======== Text extract ========
How to scrape related category of element using BeautifulSoup? - Html

luthierz
March 9, 2023
302 views
0 votes
2 Answers

I am trying to webscrape this site https://bulkfollows.com/services
What I want is to get every service row which has features like this: 'ID', 'Service', 'Rate per 1000', 'Min / Max', 'Refill','Avg. Time','Description','category' I got everything except category column a category column is a parent feature which is like these :

" YouTube - Watch Time By Length" or "Instagram - Followers [ From  ✓VERIFIED ACCOUNTS]"

This is my code :

from bs4 import BeautifulSoup
import pandas as pd
import requests

url="https://bulkfollows.com/services"
soup = BeautifulSoup(requests.get(url).content, "lxml") 

categories = dict((e.get('data-filter-category-id'),e.get('data-filter-category-name')) for e in soup.select('.dropdown-menu button[data-filter-category-name]'))

data= []
for e in soup.select("#serviceList tr:has(td)"):    
    d = dict(zip(e.find_previous('thead').stripped_strings,e.stripped_strings))
======== Records supplied ========
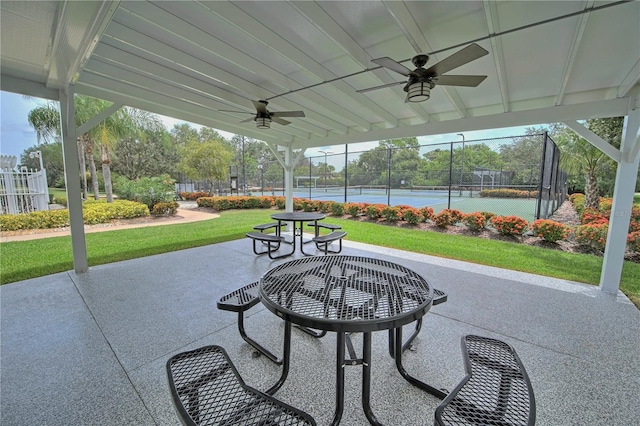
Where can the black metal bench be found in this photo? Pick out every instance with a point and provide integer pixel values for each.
(269, 239)
(207, 390)
(330, 226)
(324, 241)
(439, 297)
(245, 298)
(240, 301)
(495, 391)
(273, 225)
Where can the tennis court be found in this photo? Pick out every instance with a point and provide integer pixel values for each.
(436, 199)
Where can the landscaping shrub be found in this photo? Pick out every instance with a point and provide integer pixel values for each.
(426, 213)
(192, 196)
(507, 193)
(443, 219)
(337, 209)
(60, 199)
(148, 191)
(374, 211)
(410, 215)
(487, 216)
(240, 202)
(475, 221)
(578, 202)
(633, 239)
(550, 230)
(391, 214)
(509, 225)
(592, 216)
(164, 209)
(93, 212)
(593, 235)
(456, 216)
(352, 209)
(324, 206)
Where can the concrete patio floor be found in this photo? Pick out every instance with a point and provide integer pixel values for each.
(90, 349)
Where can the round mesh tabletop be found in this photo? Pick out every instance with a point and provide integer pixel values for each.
(345, 293)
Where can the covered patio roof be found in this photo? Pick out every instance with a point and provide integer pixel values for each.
(546, 62)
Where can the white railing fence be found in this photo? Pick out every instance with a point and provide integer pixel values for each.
(23, 191)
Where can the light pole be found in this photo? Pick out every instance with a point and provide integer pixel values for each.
(461, 164)
(325, 167)
(34, 154)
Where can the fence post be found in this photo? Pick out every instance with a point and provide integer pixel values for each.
(542, 170)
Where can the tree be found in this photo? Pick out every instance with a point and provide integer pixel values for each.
(208, 161)
(150, 154)
(124, 122)
(577, 155)
(46, 122)
(51, 159)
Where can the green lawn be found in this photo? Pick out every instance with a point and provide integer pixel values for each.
(29, 259)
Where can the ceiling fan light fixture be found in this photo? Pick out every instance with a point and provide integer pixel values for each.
(419, 91)
(263, 122)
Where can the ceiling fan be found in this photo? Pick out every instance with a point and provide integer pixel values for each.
(422, 80)
(264, 117)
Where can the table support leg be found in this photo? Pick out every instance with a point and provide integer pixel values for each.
(286, 358)
(302, 242)
(340, 344)
(415, 382)
(366, 379)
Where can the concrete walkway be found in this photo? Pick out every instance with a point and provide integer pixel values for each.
(91, 348)
(185, 214)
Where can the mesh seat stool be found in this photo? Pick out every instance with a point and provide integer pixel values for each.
(439, 297)
(330, 226)
(495, 391)
(323, 241)
(207, 389)
(268, 239)
(239, 301)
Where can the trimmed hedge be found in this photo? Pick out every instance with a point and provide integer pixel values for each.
(93, 212)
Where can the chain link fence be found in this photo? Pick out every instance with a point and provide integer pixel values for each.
(515, 175)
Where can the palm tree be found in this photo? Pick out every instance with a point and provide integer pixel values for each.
(126, 122)
(577, 155)
(46, 122)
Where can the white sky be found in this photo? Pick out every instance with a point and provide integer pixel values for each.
(16, 135)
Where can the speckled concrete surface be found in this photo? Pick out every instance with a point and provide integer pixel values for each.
(90, 349)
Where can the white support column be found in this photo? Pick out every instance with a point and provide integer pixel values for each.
(626, 176)
(71, 173)
(288, 178)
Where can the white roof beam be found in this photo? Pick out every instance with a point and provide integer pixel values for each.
(406, 23)
(575, 47)
(160, 103)
(595, 140)
(553, 114)
(71, 47)
(324, 23)
(491, 16)
(160, 52)
(630, 81)
(281, 47)
(98, 118)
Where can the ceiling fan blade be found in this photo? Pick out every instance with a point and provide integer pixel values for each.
(288, 114)
(468, 54)
(260, 107)
(280, 121)
(380, 87)
(237, 112)
(392, 65)
(459, 80)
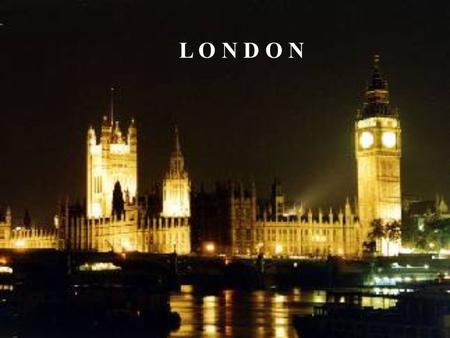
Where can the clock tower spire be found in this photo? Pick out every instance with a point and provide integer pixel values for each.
(378, 152)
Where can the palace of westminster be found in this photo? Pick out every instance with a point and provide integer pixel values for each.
(231, 219)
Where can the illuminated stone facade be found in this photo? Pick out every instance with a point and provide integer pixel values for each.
(176, 185)
(275, 233)
(238, 222)
(378, 152)
(113, 159)
(138, 227)
(25, 238)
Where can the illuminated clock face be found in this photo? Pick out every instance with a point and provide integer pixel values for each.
(389, 139)
(366, 139)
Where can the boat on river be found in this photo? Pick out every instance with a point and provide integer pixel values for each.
(424, 313)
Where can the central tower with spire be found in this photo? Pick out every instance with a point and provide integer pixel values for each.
(176, 184)
(378, 152)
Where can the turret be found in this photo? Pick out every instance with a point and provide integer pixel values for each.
(331, 216)
(341, 217)
(320, 216)
(348, 210)
(8, 217)
(132, 136)
(91, 137)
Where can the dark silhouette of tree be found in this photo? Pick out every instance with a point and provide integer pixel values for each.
(393, 231)
(118, 204)
(27, 219)
(376, 233)
(378, 230)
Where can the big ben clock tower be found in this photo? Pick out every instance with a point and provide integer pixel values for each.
(378, 152)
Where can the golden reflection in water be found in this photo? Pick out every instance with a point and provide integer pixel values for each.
(209, 312)
(262, 313)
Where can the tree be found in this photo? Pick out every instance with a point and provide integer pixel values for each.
(377, 232)
(27, 219)
(118, 207)
(393, 233)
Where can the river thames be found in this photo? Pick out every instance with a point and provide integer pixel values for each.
(260, 313)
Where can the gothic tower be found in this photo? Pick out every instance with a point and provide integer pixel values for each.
(378, 152)
(176, 185)
(112, 160)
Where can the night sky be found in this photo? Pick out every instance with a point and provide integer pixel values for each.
(244, 119)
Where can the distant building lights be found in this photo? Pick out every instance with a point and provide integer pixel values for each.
(210, 247)
(278, 249)
(20, 244)
(6, 269)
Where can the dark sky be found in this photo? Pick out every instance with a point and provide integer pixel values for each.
(244, 119)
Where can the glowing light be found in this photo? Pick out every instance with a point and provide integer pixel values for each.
(21, 244)
(96, 210)
(366, 139)
(210, 247)
(119, 148)
(99, 266)
(389, 139)
(126, 245)
(278, 249)
(6, 269)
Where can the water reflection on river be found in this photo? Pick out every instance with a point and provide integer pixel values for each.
(262, 313)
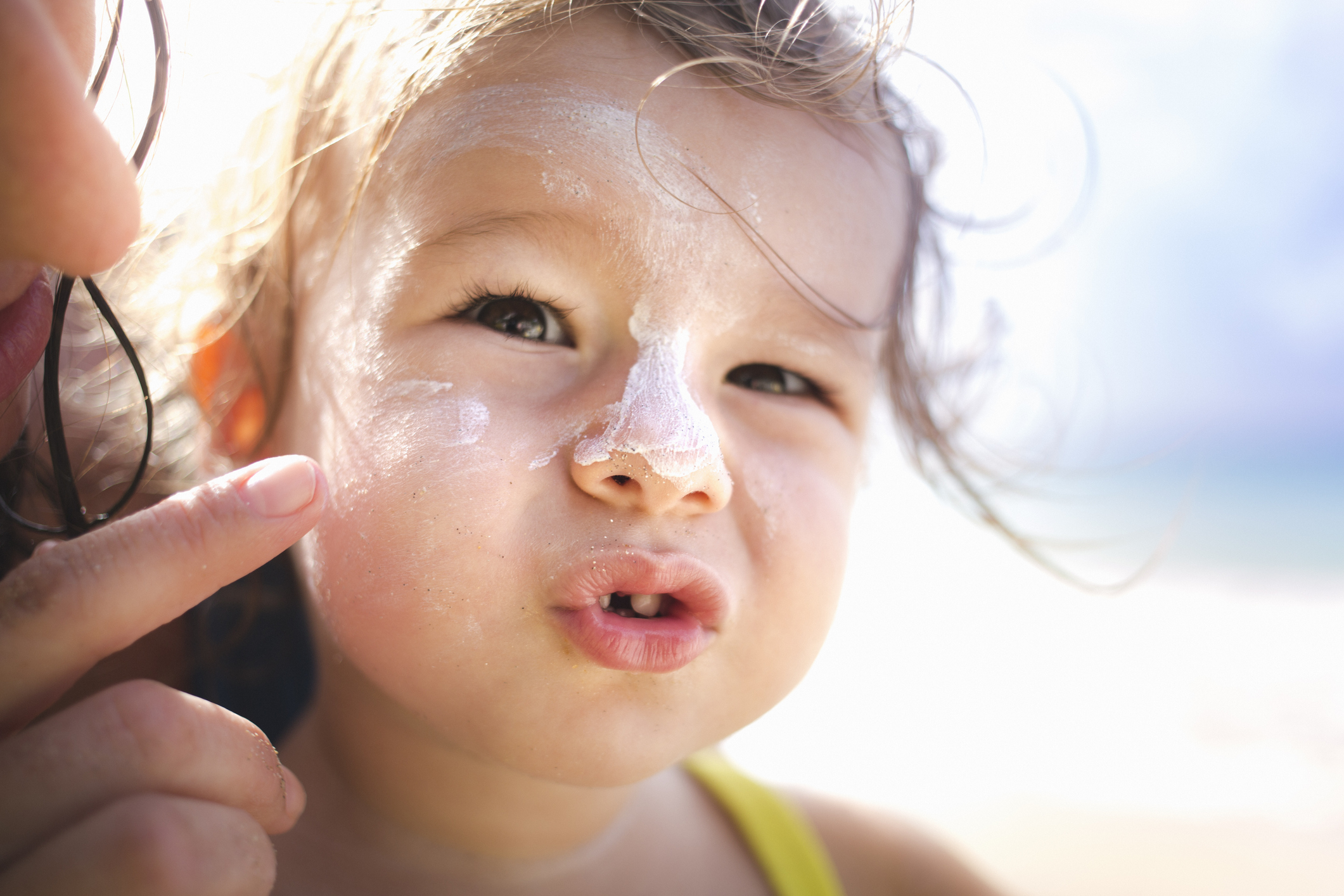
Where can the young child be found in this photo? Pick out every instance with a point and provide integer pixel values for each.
(581, 309)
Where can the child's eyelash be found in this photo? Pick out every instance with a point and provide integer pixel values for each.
(478, 296)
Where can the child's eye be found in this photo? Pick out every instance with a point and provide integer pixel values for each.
(518, 316)
(768, 378)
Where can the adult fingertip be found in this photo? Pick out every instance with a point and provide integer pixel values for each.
(295, 794)
(281, 487)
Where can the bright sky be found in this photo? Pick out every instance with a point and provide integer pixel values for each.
(1186, 738)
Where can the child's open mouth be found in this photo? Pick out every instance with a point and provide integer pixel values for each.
(641, 610)
(635, 606)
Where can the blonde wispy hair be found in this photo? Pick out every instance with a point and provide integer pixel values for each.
(373, 60)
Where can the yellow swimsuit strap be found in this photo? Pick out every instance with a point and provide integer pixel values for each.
(781, 840)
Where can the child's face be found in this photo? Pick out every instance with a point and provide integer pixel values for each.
(485, 492)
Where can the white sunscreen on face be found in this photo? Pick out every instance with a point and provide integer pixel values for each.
(658, 418)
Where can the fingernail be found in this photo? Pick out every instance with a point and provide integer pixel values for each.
(295, 796)
(283, 487)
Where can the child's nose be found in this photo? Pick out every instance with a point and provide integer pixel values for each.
(628, 481)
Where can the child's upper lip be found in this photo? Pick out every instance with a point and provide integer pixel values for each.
(630, 570)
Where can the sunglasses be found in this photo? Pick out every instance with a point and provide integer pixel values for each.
(75, 520)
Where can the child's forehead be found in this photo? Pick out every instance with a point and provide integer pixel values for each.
(549, 135)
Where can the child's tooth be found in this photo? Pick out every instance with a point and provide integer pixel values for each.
(647, 605)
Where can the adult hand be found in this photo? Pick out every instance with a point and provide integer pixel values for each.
(141, 789)
(68, 196)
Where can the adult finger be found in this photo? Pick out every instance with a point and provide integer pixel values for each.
(77, 602)
(134, 738)
(151, 845)
(68, 196)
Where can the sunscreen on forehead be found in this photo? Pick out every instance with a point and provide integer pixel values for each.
(658, 418)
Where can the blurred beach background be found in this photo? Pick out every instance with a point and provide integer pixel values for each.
(1167, 276)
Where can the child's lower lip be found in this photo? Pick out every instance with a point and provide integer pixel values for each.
(663, 644)
(25, 326)
(695, 605)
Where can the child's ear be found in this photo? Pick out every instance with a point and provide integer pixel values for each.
(225, 382)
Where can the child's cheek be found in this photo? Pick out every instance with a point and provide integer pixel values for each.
========
* [Set of tasks]
#1 Answer these questions from the thread on scraping categories with BeautifulSoup:
(a) Which site is the poster trying to scrape?
(b) Which column is the poster unable to get?
(c) What parser name is passed to BeautifulSoup in the code?
#2 Please say whether each statement agrees with the thread on scraping categories with BeautifulSoup. Answer yes or no, and quote the words that decide it.
(a) The thread has two answers.
(b) The poster already has every column except one.
(c) The thread is dated 2022.
The lines that come after the text are separate material.

* [List of solutions]
#1
(a) https://bulkfollows.com/services
(b) The category column.
(c) "lxml"

#2
(a) Yes: "2 Answers"
(b) Yes: "I got everything except category column"
(c) No: "March 9, 2023"